- Work instructions: Gather every line below where "order" appears.

··········

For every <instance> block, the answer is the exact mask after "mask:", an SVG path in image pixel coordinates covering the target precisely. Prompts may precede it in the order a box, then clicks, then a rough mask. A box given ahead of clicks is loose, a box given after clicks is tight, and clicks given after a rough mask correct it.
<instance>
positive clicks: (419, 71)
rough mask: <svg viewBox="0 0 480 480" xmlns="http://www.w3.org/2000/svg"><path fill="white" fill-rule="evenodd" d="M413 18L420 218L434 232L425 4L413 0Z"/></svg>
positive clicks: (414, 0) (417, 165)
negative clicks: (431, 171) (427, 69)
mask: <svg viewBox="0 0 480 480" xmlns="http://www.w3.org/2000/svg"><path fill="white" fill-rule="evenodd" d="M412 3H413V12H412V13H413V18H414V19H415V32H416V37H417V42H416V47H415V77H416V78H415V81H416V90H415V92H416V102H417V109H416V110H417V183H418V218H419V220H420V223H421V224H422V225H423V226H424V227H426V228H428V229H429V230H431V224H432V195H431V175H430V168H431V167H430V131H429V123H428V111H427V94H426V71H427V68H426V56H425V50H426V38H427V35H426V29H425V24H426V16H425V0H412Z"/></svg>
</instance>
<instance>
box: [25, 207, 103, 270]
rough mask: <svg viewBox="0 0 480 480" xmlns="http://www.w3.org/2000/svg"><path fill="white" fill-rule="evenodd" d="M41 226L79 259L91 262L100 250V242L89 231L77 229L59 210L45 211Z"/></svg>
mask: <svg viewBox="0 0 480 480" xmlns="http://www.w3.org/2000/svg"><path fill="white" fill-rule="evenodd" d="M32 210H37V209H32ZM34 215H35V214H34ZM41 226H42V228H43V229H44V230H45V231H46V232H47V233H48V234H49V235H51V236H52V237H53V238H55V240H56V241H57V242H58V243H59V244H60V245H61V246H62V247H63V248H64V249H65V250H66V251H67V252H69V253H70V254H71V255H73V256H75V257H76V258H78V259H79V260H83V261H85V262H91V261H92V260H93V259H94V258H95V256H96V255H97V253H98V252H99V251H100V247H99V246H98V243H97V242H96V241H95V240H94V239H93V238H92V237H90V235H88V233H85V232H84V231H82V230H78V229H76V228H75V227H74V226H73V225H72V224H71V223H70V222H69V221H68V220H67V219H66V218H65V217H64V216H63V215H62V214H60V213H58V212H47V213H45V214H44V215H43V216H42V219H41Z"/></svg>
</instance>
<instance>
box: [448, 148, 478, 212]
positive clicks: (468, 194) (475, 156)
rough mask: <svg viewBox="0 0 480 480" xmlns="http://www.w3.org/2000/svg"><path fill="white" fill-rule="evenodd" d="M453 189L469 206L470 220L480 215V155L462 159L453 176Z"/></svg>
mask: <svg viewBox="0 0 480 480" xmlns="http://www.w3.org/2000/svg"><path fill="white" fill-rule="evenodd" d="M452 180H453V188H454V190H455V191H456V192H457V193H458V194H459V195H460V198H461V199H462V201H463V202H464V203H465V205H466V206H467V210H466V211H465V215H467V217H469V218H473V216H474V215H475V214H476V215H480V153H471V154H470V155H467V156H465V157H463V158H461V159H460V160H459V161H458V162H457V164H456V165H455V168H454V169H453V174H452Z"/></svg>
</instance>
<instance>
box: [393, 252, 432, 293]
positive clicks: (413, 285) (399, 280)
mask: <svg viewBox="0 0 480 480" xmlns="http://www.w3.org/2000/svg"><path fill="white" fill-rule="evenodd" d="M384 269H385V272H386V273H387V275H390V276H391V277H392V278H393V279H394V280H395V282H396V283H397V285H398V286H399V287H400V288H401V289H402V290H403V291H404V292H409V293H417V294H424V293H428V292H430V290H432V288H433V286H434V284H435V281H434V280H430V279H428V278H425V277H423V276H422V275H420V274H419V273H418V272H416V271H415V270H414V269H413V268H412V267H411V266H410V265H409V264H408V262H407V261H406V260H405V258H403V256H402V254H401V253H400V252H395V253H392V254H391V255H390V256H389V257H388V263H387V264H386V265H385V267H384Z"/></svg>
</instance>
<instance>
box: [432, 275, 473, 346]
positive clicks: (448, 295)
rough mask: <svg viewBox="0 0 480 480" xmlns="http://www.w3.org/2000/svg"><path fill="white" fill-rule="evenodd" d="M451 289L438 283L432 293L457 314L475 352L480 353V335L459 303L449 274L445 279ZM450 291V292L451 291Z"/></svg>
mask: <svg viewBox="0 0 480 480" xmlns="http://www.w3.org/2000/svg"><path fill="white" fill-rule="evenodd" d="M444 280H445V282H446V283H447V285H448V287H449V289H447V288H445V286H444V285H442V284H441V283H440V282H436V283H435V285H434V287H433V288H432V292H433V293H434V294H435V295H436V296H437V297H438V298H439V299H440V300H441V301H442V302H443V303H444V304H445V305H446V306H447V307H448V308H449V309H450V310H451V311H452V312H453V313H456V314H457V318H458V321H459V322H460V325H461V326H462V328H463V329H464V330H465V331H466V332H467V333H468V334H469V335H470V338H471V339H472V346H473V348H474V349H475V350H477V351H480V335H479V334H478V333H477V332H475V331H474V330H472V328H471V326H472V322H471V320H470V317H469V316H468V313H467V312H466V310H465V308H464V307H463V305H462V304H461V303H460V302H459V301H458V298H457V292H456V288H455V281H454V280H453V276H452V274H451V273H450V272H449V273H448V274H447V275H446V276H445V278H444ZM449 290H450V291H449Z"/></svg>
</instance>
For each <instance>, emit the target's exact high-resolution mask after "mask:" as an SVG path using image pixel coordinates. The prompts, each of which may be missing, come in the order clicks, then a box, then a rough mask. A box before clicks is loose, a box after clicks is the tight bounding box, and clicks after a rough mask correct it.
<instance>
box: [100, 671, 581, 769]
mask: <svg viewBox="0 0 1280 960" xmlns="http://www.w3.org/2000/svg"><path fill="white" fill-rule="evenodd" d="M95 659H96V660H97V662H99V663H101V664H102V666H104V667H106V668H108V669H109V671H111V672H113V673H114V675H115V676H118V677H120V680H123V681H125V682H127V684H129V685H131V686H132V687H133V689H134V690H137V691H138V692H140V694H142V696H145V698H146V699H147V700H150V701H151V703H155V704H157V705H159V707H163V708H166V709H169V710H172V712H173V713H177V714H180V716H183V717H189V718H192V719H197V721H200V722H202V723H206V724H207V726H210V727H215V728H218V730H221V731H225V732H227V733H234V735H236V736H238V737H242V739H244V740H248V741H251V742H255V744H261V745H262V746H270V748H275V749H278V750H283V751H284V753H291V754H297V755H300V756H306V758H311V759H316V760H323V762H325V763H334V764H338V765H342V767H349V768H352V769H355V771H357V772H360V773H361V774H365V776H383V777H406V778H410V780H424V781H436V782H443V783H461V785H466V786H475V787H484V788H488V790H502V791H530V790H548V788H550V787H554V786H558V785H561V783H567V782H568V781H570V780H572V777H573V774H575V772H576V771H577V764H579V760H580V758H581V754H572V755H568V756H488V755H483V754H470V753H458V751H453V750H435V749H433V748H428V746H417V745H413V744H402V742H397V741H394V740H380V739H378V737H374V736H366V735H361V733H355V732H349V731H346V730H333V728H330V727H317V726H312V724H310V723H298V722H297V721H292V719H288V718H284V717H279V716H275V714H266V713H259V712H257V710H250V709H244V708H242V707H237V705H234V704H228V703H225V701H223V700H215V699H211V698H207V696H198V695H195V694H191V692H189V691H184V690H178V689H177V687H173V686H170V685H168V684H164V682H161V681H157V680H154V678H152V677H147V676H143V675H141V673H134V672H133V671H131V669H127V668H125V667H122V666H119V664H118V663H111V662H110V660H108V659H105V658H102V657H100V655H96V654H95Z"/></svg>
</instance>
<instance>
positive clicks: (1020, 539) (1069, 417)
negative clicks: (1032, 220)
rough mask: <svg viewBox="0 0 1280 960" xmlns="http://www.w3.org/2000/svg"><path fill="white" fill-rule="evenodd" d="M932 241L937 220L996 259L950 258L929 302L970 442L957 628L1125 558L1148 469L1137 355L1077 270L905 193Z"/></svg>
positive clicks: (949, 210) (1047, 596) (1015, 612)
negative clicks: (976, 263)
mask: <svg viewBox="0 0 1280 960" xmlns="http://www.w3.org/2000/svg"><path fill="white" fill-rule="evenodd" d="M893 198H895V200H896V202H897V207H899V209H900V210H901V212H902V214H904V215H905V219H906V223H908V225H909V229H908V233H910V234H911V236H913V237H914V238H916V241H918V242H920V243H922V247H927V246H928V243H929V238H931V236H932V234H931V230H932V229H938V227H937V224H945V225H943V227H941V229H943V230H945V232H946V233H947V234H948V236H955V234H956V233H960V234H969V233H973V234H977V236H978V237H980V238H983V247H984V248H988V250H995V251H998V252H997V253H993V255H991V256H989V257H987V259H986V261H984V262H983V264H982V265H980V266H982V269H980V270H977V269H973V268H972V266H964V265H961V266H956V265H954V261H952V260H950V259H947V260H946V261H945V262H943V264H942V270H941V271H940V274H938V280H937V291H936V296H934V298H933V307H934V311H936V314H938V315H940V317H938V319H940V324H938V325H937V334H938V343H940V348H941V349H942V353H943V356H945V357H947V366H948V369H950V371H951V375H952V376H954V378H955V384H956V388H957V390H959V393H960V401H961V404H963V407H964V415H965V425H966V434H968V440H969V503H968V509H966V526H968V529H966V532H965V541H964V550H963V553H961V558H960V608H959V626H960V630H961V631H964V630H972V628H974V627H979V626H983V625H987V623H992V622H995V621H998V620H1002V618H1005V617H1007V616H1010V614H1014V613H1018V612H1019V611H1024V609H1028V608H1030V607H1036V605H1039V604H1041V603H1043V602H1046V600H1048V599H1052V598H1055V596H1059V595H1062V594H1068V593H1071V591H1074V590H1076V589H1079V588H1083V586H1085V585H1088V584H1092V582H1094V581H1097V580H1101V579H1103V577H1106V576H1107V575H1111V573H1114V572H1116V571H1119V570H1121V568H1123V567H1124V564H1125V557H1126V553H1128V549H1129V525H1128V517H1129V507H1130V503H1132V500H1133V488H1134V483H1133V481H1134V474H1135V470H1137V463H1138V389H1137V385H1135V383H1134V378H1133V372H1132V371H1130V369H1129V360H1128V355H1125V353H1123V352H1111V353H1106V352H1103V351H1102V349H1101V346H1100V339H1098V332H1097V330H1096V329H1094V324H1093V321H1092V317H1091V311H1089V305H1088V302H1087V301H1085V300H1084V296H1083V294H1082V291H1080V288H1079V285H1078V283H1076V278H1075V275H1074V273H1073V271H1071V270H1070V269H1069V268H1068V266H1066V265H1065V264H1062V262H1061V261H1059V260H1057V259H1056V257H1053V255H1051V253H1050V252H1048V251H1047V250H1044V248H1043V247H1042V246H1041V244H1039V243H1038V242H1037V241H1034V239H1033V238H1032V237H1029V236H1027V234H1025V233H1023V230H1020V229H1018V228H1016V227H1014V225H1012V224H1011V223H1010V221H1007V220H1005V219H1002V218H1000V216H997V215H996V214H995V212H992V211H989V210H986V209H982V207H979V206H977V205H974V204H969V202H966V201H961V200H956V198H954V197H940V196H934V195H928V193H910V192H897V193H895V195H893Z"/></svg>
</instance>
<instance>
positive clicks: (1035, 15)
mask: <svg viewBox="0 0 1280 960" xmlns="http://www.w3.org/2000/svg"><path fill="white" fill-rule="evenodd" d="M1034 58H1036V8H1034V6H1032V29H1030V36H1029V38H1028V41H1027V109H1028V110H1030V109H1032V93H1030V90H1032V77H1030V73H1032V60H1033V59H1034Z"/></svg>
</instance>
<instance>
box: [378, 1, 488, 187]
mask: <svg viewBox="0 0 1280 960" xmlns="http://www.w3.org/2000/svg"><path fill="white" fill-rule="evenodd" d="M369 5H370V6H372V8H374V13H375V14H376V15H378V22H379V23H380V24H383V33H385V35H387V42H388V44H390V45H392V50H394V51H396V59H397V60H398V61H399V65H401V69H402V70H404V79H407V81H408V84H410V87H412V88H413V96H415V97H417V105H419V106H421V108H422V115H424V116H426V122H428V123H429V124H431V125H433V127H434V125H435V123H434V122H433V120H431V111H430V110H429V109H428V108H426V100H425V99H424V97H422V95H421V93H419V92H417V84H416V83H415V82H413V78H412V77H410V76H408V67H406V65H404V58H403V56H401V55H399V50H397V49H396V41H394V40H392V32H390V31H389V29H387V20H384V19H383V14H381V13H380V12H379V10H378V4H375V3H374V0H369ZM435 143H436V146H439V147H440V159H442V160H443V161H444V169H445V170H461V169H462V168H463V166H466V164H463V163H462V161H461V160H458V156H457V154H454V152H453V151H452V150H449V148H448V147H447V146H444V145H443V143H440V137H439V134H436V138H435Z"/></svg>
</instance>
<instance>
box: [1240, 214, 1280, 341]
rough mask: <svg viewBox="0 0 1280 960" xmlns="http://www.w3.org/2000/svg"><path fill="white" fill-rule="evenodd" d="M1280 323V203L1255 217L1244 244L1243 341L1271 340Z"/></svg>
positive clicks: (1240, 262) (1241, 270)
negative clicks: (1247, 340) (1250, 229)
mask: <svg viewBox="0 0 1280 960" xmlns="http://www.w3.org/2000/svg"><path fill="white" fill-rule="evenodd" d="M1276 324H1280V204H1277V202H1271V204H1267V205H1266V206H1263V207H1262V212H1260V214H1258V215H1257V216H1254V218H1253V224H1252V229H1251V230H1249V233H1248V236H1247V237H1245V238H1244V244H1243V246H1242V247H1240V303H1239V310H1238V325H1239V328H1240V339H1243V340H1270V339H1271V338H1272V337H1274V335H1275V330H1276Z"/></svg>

··········

- Solved problem:
For every <instance> block, the answer is the exact mask after "mask:", an SVG path in image pixel coordinates covering the target precisely. Prompts may precede it in the order a box, then clicks, then a rough mask. A box given ahead of clicks is loose, a box given after clicks is tight, and clicks given after a rough mask correct it.
For each <instance>, emit the target's exact high-resolution mask after "mask:" as an SVG path using image pixel coordinates. The prompts, each of which may be missing, come in the order clicks, then a box, then a rough mask. A box before clicks is loose, a box after clicks is the tight bounding box, and clicks after a rough mask correct it.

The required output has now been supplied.